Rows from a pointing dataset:
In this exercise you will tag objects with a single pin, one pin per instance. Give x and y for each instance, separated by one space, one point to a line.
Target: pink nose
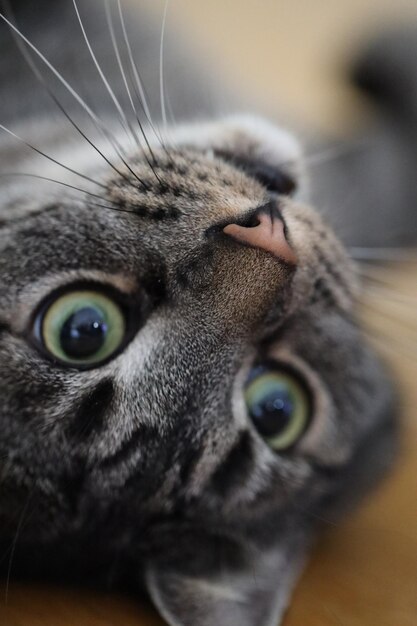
267 235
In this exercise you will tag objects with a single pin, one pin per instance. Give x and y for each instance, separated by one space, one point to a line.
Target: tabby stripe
141 438
90 416
236 467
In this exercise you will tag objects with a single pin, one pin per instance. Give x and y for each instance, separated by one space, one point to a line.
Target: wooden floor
364 571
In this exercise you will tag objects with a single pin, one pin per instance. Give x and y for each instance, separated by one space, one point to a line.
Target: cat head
184 384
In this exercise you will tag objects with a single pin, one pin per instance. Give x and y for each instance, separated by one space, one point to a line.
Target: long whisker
78 99
53 180
161 68
102 75
123 73
138 82
38 151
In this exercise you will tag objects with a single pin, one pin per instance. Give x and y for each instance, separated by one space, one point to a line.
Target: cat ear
256 593
268 153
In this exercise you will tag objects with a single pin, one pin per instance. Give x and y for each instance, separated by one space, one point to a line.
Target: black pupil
272 413
83 333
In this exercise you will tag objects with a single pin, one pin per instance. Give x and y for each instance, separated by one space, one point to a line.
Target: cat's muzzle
265 230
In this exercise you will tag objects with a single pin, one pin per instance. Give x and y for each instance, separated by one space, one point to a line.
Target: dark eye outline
268 365
134 308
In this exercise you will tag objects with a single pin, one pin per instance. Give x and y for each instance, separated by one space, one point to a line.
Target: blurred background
290 58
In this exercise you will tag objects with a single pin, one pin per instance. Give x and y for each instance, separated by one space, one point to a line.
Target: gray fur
144 494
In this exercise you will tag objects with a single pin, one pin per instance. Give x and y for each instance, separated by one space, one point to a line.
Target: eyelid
29 298
135 309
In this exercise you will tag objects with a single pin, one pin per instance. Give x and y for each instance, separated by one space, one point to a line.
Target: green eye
82 328
278 405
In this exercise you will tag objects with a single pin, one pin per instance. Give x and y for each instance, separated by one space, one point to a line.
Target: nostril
265 230
249 221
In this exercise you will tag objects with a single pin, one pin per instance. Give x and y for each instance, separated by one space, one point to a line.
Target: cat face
184 385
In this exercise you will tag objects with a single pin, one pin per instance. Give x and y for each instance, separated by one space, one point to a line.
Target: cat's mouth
265 231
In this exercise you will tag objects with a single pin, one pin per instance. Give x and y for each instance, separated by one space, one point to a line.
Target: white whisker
102 75
161 69
38 151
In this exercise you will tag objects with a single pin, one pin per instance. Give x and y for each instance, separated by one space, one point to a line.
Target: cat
186 389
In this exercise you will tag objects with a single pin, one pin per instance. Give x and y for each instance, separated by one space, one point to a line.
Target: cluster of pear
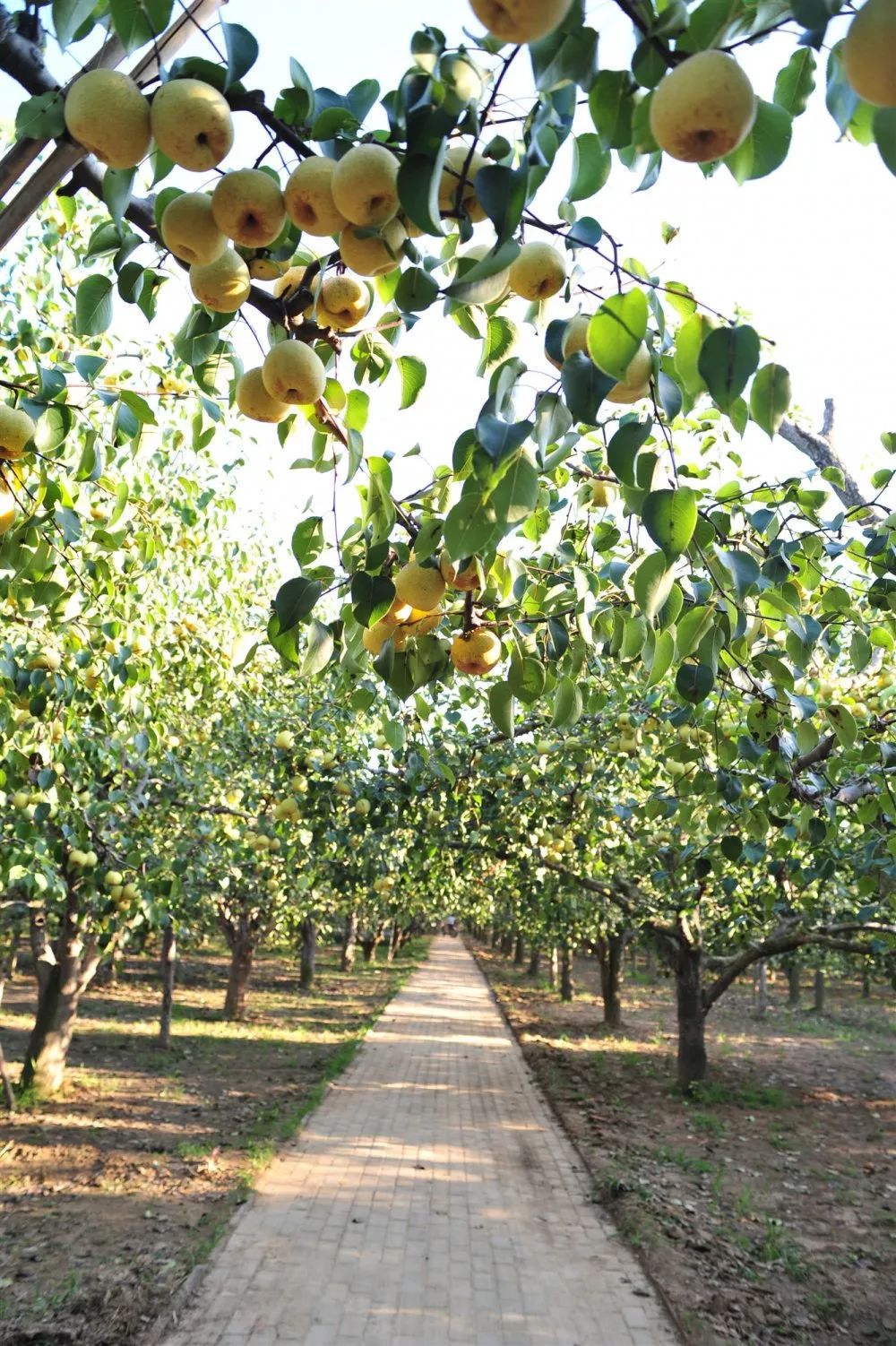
418 610
16 432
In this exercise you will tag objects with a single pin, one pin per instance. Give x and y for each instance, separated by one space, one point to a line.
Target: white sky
807 252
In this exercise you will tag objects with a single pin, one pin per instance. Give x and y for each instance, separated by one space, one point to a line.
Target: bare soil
113 1190
764 1209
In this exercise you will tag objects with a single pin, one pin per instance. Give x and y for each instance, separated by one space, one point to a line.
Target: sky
805 252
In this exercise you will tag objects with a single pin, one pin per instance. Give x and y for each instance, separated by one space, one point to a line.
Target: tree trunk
566 984
761 988
820 991
553 967
64 972
692 1023
241 954
168 962
609 956
349 943
308 953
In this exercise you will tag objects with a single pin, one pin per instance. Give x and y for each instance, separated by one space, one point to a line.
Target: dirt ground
112 1192
766 1208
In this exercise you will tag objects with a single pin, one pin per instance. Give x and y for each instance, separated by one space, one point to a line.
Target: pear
342 302
702 109
308 198
190 232
248 206
365 185
256 401
222 284
191 123
16 429
520 21
452 173
107 113
373 256
421 586
537 272
869 53
8 509
294 373
477 653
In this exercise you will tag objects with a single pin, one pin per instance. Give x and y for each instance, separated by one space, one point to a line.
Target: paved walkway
431 1200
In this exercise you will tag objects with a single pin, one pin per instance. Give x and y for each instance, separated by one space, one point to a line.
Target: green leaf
590 167
502 708
418 179
93 306
616 332
416 289
727 359
796 81
295 600
470 527
770 397
40 117
243 51
670 517
67 16
318 651
611 105
413 375
743 570
694 683
584 386
885 134
502 195
652 584
623 450
766 145
663 656
568 704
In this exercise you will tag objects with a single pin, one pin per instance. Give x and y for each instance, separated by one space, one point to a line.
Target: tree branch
823 453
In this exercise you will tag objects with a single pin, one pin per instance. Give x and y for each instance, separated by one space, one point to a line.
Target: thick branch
821 451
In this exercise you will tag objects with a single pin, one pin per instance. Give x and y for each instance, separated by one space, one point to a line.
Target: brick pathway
431 1200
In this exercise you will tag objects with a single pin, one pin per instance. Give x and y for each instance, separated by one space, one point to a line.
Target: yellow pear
294 373
537 272
16 429
421 586
8 509
574 335
248 208
373 256
365 185
308 198
464 581
191 124
256 401
520 21
702 109
342 302
869 53
188 229
477 653
107 113
222 284
452 173
488 291
636 381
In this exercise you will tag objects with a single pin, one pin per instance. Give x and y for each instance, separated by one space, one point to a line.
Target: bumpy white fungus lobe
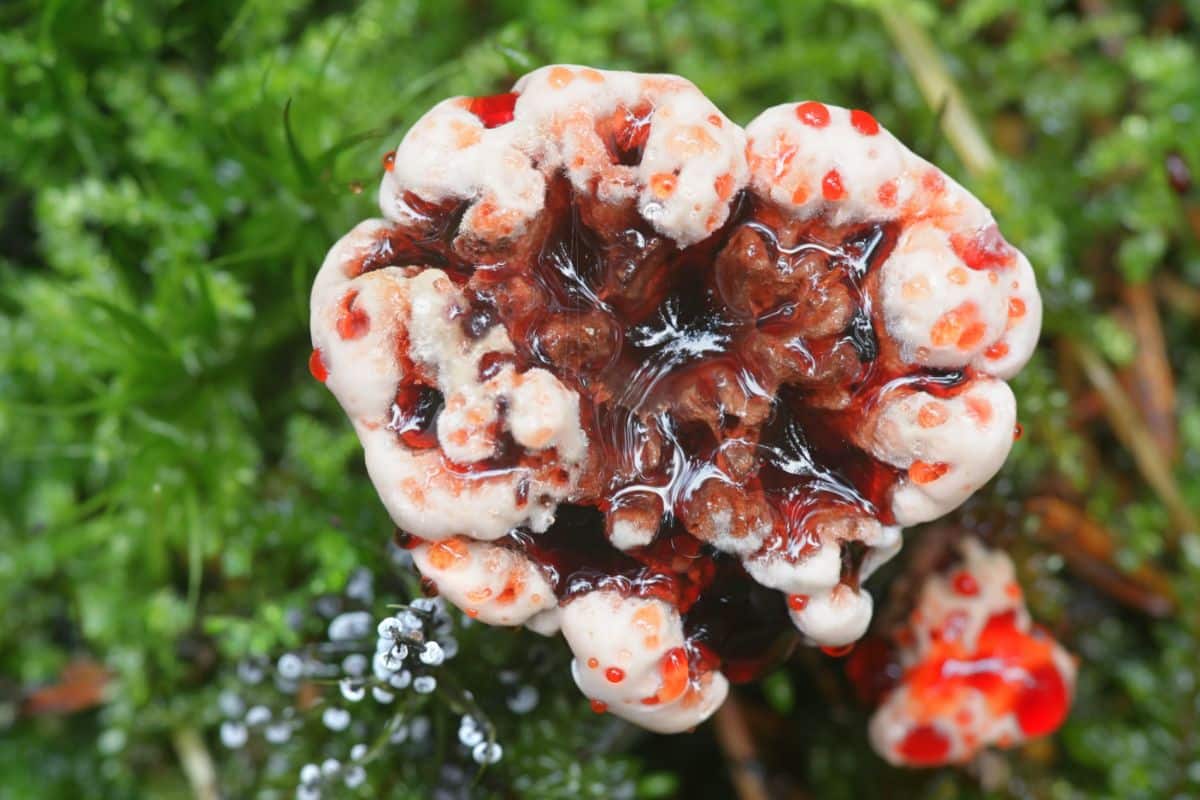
977 671
493 584
598 292
629 656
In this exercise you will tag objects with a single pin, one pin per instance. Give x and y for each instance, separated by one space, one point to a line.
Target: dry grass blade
1089 549
1152 384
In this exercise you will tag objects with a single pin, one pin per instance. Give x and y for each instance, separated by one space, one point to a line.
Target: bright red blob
317 366
924 746
813 113
1043 705
864 122
493 110
987 250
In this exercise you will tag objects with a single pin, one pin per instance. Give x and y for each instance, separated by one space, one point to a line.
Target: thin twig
940 91
1137 438
197 763
741 755
966 137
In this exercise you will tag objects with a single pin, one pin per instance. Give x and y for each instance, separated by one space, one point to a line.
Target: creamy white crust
949 295
693 150
629 649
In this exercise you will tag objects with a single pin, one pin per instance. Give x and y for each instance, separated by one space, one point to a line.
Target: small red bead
317 366
864 122
832 187
495 109
813 113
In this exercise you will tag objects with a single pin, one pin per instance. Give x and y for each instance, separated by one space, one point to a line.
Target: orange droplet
927 473
724 186
887 193
864 122
832 187
447 553
559 77
663 184
933 414
317 366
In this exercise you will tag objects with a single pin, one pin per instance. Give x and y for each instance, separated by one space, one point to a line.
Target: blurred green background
178 498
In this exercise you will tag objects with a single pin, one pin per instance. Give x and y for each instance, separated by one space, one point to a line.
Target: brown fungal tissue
624 368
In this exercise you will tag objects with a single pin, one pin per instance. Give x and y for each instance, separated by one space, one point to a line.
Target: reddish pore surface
730 373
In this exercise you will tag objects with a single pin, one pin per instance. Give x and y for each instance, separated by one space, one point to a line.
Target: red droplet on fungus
864 122
317 366
493 110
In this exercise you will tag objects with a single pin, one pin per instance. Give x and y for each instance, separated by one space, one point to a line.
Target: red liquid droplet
493 110
1043 705
317 366
924 746
864 122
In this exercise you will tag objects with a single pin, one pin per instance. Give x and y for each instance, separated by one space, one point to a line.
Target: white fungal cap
495 584
949 447
360 324
693 158
630 660
977 671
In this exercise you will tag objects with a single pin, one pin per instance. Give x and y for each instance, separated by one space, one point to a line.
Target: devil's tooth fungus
624 368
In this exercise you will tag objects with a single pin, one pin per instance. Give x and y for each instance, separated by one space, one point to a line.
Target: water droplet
250 673
352 690
233 734
277 733
310 774
354 776
289 666
258 715
354 665
336 719
351 625
486 752
432 654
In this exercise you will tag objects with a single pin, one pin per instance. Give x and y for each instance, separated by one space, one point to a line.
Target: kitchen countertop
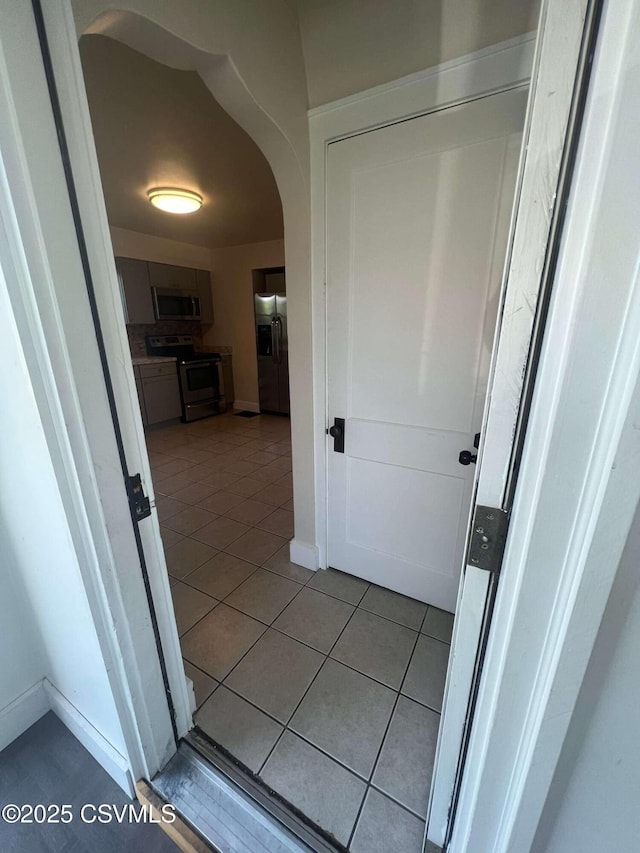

EXERCISE REQUIREMENTS => Pull out every line above that contains the string "tree", and copy each one in full.

SOLUTION =>
Target: tree trunk
Target: tree branch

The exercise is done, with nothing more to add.